What is needed
Present the material as a Markdown table with the columns Row and Line, starting at the first line and stopping after the line containing "column 57, row 57". Leave out blank lines.

Dataset entries:
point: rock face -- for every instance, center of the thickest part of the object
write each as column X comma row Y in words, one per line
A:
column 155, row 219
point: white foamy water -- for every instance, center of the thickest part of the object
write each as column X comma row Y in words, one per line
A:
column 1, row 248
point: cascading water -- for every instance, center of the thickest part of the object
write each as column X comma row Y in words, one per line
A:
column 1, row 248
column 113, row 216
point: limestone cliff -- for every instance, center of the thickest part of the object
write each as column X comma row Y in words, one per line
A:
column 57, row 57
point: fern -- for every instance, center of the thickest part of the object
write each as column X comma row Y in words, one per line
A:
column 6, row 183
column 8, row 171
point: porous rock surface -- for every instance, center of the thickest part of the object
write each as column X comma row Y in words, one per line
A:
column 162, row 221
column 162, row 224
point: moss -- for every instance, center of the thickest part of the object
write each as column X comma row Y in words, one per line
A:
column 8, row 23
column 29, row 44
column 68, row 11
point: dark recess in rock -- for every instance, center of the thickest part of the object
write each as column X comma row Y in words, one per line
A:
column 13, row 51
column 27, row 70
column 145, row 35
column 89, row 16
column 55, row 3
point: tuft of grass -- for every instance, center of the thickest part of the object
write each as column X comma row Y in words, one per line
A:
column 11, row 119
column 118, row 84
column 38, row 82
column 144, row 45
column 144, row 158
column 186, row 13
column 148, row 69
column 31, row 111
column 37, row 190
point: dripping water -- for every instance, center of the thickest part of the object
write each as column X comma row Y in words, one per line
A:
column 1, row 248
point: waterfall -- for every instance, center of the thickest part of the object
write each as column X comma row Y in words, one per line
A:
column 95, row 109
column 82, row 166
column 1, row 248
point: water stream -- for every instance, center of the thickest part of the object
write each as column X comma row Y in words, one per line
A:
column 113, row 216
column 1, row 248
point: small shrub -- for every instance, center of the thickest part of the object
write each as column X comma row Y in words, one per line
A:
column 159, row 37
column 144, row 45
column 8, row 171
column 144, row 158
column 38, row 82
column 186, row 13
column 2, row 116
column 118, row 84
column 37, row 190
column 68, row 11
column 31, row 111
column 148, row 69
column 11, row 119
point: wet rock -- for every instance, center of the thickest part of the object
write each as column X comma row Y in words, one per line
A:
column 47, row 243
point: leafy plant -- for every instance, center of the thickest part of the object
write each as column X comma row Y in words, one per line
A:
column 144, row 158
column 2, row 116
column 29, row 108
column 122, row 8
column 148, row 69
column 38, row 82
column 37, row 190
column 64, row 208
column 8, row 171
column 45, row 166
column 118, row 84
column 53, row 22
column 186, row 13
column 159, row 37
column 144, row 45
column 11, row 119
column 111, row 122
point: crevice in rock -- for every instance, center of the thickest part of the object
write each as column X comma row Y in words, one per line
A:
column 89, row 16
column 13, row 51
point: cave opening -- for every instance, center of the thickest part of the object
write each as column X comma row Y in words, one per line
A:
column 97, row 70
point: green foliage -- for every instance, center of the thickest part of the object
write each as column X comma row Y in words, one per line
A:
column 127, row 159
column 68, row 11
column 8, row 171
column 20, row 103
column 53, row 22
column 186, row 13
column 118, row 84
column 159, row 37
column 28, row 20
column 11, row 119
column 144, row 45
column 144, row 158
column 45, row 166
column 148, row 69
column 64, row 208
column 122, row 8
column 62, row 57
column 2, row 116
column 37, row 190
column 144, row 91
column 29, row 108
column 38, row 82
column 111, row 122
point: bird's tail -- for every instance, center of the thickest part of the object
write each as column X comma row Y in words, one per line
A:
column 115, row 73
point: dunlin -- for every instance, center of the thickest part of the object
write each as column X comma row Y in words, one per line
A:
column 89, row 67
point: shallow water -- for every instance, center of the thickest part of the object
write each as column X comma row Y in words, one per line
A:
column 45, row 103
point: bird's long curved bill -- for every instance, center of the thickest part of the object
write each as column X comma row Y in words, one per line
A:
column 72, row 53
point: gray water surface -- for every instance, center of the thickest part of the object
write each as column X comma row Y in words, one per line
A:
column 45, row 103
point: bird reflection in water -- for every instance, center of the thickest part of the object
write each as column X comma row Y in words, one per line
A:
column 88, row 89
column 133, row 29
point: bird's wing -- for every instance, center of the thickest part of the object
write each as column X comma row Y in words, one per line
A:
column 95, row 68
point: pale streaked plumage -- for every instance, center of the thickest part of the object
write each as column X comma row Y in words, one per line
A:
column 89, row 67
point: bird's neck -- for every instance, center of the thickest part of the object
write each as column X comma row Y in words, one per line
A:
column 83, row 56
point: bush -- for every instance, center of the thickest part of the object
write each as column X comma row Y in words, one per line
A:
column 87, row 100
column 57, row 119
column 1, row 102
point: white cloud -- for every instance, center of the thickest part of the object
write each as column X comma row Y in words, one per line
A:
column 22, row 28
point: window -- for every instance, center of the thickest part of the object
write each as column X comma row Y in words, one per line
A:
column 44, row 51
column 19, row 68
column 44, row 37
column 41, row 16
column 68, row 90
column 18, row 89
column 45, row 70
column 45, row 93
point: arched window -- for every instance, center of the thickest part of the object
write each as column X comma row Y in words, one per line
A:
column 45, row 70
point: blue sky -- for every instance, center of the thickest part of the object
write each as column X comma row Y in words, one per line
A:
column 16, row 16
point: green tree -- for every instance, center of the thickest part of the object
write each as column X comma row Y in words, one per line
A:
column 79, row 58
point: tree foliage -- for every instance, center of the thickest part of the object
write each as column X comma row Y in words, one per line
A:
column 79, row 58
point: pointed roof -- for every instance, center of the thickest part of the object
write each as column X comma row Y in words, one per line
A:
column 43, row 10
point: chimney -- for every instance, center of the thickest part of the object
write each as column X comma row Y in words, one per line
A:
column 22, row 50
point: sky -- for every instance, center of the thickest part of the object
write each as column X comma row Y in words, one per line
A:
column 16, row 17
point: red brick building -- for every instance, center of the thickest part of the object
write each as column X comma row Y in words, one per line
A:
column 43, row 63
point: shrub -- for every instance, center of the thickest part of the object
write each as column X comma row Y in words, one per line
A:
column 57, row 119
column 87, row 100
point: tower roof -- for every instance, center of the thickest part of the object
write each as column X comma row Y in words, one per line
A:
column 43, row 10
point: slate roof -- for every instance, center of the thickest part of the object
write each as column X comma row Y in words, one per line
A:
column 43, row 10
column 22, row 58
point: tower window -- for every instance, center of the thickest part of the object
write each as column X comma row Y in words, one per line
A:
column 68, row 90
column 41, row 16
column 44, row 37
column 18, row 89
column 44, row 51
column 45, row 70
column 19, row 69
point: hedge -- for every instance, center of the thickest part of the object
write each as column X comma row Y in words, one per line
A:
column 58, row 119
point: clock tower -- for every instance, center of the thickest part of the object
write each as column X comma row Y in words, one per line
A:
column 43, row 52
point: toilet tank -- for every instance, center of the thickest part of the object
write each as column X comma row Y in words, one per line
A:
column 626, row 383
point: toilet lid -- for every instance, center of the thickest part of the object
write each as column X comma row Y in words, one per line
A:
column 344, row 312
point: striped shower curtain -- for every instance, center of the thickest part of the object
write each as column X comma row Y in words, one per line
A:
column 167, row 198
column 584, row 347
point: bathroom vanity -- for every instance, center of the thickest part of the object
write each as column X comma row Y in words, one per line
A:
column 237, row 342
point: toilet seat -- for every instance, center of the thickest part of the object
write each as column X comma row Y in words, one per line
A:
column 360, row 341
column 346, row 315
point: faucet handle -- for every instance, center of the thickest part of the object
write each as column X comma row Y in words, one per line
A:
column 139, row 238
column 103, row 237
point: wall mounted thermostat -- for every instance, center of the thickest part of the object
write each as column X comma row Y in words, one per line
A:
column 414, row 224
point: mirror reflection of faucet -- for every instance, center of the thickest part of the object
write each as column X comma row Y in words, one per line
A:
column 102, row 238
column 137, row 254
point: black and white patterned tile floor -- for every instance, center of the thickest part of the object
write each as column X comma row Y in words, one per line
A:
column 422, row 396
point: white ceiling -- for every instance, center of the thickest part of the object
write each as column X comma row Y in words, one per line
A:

Response to this task
| Row | Line |
|---|---|
| 1 | point: rock face -- for every instance, center of the thickest part of the object |
| 2 | write each as column X comma row Y in words, one per line |
| 3 | A: |
| 4 | column 155, row 219 |
| 5 | point: white foamy water -- for every instance, center of the thickest part of the object |
| 6 | write each as column X comma row Y in words, one per line |
| 7 | A: |
| 8 | column 1, row 248 |
| 9 | point: cascading water -- for every instance, center of the thickest part of the object |
| 10 | write each as column X comma row Y in words, one per line |
| 11 | A: |
| 12 | column 1, row 248 |
| 13 | column 113, row 216 |
| 14 | point: limestone cliff -- for every instance, center of the thickest part of the object |
| 15 | write each as column X comma row Y in words, one per line |
| 16 | A: |
| 17 | column 57, row 57 |